[Image-grounded pointing data]
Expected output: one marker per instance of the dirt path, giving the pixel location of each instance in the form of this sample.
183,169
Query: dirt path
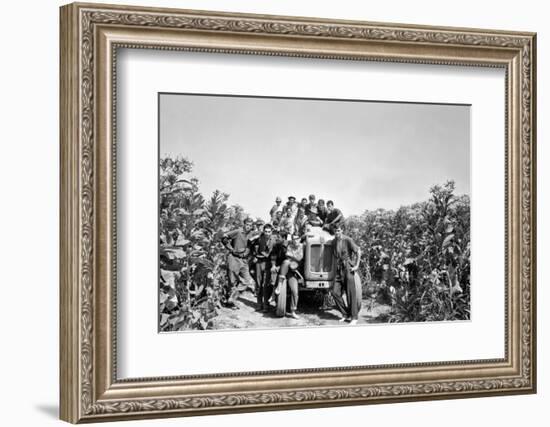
310,315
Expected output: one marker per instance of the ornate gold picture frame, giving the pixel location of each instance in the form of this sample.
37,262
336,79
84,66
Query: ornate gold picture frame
90,37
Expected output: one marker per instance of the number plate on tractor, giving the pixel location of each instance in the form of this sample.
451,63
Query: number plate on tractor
319,285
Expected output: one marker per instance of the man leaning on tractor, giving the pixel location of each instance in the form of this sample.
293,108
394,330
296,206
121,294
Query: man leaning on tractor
236,242
344,248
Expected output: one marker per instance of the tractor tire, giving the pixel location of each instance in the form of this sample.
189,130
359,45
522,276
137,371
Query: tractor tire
280,310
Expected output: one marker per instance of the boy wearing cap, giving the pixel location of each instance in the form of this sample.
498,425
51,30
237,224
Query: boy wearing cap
277,207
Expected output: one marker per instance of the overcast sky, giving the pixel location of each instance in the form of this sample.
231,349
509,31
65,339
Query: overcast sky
363,155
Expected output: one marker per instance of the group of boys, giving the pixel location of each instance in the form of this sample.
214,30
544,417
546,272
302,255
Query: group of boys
271,250
293,216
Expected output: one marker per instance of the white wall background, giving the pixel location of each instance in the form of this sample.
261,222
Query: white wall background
29,170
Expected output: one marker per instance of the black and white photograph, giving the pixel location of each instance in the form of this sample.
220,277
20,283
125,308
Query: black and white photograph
300,212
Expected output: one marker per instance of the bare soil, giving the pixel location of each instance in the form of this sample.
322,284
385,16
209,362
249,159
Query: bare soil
309,310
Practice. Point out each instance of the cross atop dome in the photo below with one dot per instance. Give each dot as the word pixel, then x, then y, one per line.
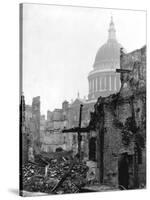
pixel 111 30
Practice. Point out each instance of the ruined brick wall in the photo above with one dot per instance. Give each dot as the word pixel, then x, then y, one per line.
pixel 118 116
pixel 36 124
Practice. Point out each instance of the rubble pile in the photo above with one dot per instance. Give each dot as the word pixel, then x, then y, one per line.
pixel 35 180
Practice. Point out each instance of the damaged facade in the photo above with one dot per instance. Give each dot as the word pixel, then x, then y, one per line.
pixel 120 125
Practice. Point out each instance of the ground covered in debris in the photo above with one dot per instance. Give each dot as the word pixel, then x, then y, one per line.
pixel 70 172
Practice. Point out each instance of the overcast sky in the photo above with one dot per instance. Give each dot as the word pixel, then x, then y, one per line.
pixel 60 44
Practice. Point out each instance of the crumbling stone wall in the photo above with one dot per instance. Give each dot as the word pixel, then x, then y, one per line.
pixel 120 124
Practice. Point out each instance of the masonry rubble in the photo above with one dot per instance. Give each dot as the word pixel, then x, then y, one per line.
pixel 119 121
pixel 118 127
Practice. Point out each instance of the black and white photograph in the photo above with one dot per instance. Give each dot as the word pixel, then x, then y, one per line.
pixel 82 99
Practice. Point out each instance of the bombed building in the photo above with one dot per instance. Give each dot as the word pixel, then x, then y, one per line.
pixel 119 121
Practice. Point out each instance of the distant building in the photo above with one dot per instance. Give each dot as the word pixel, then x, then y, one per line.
pixel 103 80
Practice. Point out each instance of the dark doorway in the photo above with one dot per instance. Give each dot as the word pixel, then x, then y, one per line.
pixel 92 149
pixel 123 171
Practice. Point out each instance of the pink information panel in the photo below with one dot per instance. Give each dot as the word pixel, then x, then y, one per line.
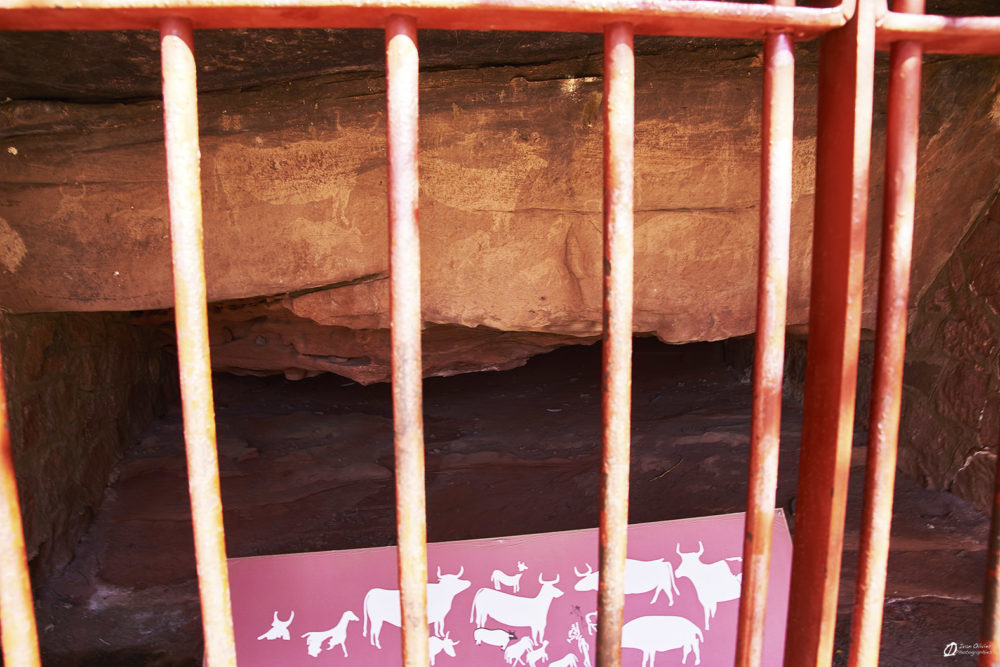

GOAL OF THE EXERCISE. When you reach the line with "Practice. Point out each instance of the dark" in the entries above, start copying, and go on word for word to the last line; skip any picture.

TASK OUTPUT.
Practice. Point out each instance of the dark doorway in the photo above with one dot per instance. Give each dot as the word pixel, then x, then y, one per line.
pixel 92 149
pixel 123 171
Practice. Point out each instance of the pink information panel in the photo below with one dot per instance. Give each dot as the word pixel, then x, then y, one per line.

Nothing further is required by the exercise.